*** Begin section ***

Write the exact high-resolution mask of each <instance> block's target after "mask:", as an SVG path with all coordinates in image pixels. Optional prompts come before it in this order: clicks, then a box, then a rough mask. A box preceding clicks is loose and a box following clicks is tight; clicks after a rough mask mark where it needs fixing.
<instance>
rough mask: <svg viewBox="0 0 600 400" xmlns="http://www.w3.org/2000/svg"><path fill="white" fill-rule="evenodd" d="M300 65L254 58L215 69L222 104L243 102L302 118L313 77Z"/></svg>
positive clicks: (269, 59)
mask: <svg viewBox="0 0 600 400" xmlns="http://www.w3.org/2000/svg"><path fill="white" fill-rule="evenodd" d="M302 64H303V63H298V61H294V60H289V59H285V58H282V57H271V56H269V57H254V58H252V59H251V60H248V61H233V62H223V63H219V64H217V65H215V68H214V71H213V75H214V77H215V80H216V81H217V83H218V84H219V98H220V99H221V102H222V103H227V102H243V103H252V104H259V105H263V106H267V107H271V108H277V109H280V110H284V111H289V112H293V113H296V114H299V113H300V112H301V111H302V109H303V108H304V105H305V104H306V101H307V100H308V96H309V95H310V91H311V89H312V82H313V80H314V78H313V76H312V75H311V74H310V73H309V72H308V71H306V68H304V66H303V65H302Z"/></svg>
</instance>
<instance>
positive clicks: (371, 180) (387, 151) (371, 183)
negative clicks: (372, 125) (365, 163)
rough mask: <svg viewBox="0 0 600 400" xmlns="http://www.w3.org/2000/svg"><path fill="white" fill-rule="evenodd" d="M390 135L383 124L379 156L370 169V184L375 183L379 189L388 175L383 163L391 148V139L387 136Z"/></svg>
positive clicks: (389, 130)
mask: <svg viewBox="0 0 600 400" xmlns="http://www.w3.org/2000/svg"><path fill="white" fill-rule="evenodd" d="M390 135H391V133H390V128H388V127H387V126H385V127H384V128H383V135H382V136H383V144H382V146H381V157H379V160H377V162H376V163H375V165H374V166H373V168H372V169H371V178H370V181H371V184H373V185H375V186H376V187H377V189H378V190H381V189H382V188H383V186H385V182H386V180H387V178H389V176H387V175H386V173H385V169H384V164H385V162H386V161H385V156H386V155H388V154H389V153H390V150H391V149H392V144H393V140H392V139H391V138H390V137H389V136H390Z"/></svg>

*** End section ***

WORK REQUEST →
If a line in the records above contains "rough", copy that line.

RESULT OF THIS TASK →
Write the exact high-resolution mask of each <instance> block's target after "mask:", as an SVG path with all coordinates in image pixels. Optional prompts come before it in this order: clicks, then a box, then a rough mask. A box preceding clicks is loose and a box following clicks is tight; clicks after a rough mask mark where it needs fixing.
rough mask: <svg viewBox="0 0 600 400" xmlns="http://www.w3.org/2000/svg"><path fill="white" fill-rule="evenodd" d="M300 65L254 58L215 69L222 104L243 102L302 118L313 77Z"/></svg>
rough mask: <svg viewBox="0 0 600 400" xmlns="http://www.w3.org/2000/svg"><path fill="white" fill-rule="evenodd" d="M390 135L383 124L379 156L370 169V184L375 183L379 189L388 175L383 163L391 148V139L387 136Z"/></svg>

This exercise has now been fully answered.